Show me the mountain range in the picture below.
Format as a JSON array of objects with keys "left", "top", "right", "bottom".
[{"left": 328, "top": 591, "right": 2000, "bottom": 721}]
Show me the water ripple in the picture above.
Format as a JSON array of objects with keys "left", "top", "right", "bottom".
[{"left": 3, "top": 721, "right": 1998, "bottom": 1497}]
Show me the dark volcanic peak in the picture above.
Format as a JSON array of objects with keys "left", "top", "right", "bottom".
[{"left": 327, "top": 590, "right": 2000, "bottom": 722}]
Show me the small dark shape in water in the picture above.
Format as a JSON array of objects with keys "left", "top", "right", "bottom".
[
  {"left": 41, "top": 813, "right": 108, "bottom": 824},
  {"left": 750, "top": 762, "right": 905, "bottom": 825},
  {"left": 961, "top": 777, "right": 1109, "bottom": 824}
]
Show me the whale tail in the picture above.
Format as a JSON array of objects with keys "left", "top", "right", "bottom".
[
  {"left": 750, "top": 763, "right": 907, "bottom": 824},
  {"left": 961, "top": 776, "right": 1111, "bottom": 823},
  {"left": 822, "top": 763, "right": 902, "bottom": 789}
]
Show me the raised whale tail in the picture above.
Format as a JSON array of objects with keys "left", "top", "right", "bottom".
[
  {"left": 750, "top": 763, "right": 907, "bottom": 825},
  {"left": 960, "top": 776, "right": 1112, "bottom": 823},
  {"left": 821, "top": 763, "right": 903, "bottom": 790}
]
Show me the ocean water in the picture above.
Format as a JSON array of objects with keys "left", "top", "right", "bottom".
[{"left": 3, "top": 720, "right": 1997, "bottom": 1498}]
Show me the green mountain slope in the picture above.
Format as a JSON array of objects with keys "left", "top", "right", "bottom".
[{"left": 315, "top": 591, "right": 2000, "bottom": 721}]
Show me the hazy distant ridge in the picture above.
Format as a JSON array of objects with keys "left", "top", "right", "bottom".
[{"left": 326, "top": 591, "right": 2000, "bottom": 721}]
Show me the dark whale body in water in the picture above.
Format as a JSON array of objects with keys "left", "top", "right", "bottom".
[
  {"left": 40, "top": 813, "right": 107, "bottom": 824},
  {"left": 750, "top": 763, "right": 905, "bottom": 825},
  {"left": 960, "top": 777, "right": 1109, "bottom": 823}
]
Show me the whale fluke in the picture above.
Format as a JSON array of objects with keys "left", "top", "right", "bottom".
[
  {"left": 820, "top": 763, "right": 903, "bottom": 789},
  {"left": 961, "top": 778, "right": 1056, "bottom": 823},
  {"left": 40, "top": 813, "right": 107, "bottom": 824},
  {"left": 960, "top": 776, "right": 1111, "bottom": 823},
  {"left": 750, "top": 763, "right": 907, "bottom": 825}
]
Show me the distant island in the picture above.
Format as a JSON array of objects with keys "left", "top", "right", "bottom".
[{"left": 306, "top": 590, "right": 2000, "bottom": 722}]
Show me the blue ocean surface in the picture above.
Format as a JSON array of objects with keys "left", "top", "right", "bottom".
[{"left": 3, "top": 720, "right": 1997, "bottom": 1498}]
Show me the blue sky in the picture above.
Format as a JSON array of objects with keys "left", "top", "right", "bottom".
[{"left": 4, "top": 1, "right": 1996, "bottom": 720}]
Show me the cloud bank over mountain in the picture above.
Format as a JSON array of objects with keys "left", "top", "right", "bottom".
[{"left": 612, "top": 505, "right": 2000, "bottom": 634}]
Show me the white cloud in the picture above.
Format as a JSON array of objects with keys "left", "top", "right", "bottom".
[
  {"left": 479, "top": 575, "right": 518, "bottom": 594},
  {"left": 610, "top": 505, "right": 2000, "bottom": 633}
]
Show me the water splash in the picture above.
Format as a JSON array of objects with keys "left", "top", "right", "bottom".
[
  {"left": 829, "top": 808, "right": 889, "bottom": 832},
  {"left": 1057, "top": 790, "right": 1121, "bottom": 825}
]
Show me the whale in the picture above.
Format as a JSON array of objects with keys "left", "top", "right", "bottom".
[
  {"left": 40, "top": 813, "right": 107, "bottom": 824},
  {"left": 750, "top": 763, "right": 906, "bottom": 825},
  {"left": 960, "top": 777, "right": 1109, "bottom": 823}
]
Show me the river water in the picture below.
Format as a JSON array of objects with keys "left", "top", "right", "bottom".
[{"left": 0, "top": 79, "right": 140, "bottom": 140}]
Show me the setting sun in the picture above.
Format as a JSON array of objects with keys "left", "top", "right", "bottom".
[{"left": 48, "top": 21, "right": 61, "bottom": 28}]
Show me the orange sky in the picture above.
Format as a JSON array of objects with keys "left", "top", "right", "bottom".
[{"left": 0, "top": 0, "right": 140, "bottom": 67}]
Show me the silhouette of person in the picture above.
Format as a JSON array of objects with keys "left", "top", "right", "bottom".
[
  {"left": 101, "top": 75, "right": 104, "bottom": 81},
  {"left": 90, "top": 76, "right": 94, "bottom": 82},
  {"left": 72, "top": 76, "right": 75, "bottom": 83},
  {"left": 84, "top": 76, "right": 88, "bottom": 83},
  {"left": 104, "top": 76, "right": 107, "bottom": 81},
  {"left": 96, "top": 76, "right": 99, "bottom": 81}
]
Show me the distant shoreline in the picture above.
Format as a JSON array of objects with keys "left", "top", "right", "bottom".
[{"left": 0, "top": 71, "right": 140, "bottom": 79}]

★ ★ ★ ★

● **Try it**
Every line above should be printed again exactly as it stands.

● **Exercise result**
Show me the mountain range in the picture below.
Format as a JSON array of objects with keys "left", "top", "right", "bottom".
[{"left": 328, "top": 591, "right": 2000, "bottom": 721}]
Show me the water ripple in the picture above.
Format as a JSON array of objects with keys "left", "top", "right", "bottom".
[{"left": 3, "top": 721, "right": 1998, "bottom": 1497}]
Show me the dark volcanic peak in the picture above.
Format as a JSON array of objects with keys "left", "top", "right", "bottom".
[{"left": 327, "top": 590, "right": 2000, "bottom": 722}]
Show me the small dark shape in water in the picture above.
Format as a JSON array of objects with keys "left", "top", "right", "bottom".
[
  {"left": 41, "top": 813, "right": 108, "bottom": 824},
  {"left": 750, "top": 762, "right": 905, "bottom": 825},
  {"left": 961, "top": 777, "right": 1109, "bottom": 824}
]
Show me the whale tail in the picture above.
Format as a JSON array of objects with keys "left", "top", "right", "bottom".
[
  {"left": 750, "top": 763, "right": 907, "bottom": 824},
  {"left": 961, "top": 776, "right": 1111, "bottom": 823},
  {"left": 822, "top": 763, "right": 902, "bottom": 789}
]
Show me the raised whale tail in the picture above.
Format as a JSON array of objects with keys "left", "top", "right", "bottom".
[
  {"left": 750, "top": 763, "right": 907, "bottom": 825},
  {"left": 960, "top": 776, "right": 1112, "bottom": 823},
  {"left": 821, "top": 763, "right": 903, "bottom": 790}
]
Show me the ocean water in the picture above.
Format as a JSON array of objects with keys "left", "top", "right", "bottom".
[{"left": 3, "top": 720, "right": 1997, "bottom": 1498}]
Show me the green mountain slope in the picture above.
Format as a JSON array of objects with keys "left", "top", "right", "bottom".
[{"left": 315, "top": 591, "right": 2000, "bottom": 721}]
Show me the hazy distant ridge in the picture above.
Format as a JSON array of objects with keys "left", "top", "right", "bottom".
[{"left": 326, "top": 591, "right": 2000, "bottom": 721}]
Show me the dark whale body in water in the picture above.
Format as a JSON array of objects with keys "left", "top", "right", "bottom".
[
  {"left": 40, "top": 813, "right": 107, "bottom": 824},
  {"left": 750, "top": 763, "right": 905, "bottom": 825},
  {"left": 960, "top": 777, "right": 1109, "bottom": 823}
]
Show me the whale fluke in the picture above.
Format as a JSON array of objects with keys "left", "top", "right", "bottom".
[
  {"left": 820, "top": 763, "right": 903, "bottom": 789},
  {"left": 961, "top": 778, "right": 1056, "bottom": 823},
  {"left": 40, "top": 813, "right": 107, "bottom": 824},
  {"left": 960, "top": 776, "right": 1111, "bottom": 823},
  {"left": 750, "top": 763, "right": 907, "bottom": 825}
]
Show me the distant island in the picture above.
Format as a JSON array of objects with keys "left", "top", "right", "bottom".
[{"left": 306, "top": 590, "right": 2000, "bottom": 722}]
Show me the blue ocean surface in the picture above.
Format as a JSON array of objects with keys "left", "top", "right", "bottom".
[{"left": 3, "top": 720, "right": 1997, "bottom": 1498}]
Show me the blue sky in the picture above.
Format as a JSON array of objects with keys "left", "top", "right", "bottom".
[{"left": 4, "top": 1, "right": 1996, "bottom": 720}]
Show me the cloud bank over mountain in the picture above.
Format as a JSON array of objects with keys "left", "top", "right", "bottom".
[{"left": 612, "top": 505, "right": 2000, "bottom": 634}]
Show me the white cloud in the picture above.
Format as a JSON array of objects with keys "left", "top", "right", "bottom".
[
  {"left": 479, "top": 575, "right": 518, "bottom": 594},
  {"left": 610, "top": 505, "right": 2000, "bottom": 633}
]
Show me the water splash in the picture above.
Format as a JSON array of objects with keys "left", "top", "right", "bottom".
[
  {"left": 829, "top": 808, "right": 889, "bottom": 832},
  {"left": 1057, "top": 790, "right": 1121, "bottom": 825}
]
Show me the whale in the picture above.
Format as a JSON array of objects with keys "left", "top", "right", "bottom".
[
  {"left": 40, "top": 813, "right": 107, "bottom": 824},
  {"left": 750, "top": 763, "right": 906, "bottom": 825},
  {"left": 960, "top": 777, "right": 1109, "bottom": 823}
]
Show me the river water in the picture below.
Format as a JSON array of objects with keys "left", "top", "right", "bottom".
[{"left": 0, "top": 79, "right": 140, "bottom": 140}]
Show me the setting sun in the picture above.
Format as a JSON array of objects with keys "left", "top", "right", "bottom".
[{"left": 48, "top": 21, "right": 61, "bottom": 28}]
Show me the orange sky in the picture above.
Format as a JSON array of objects with keys "left", "top", "right", "bottom".
[{"left": 0, "top": 0, "right": 140, "bottom": 67}]
Show me the silhouette of person in the picture above.
Format as a JSON array of objects with keys "left", "top", "right", "bottom".
[
  {"left": 101, "top": 75, "right": 104, "bottom": 81},
  {"left": 90, "top": 76, "right": 94, "bottom": 82},
  {"left": 72, "top": 76, "right": 75, "bottom": 83},
  {"left": 84, "top": 76, "right": 88, "bottom": 83},
  {"left": 104, "top": 76, "right": 107, "bottom": 81},
  {"left": 96, "top": 76, "right": 99, "bottom": 81}
]
Show me the distant shoreline in the picture above.
Format as a JSON array of objects with keys "left", "top", "right", "bottom".
[{"left": 0, "top": 71, "right": 140, "bottom": 79}]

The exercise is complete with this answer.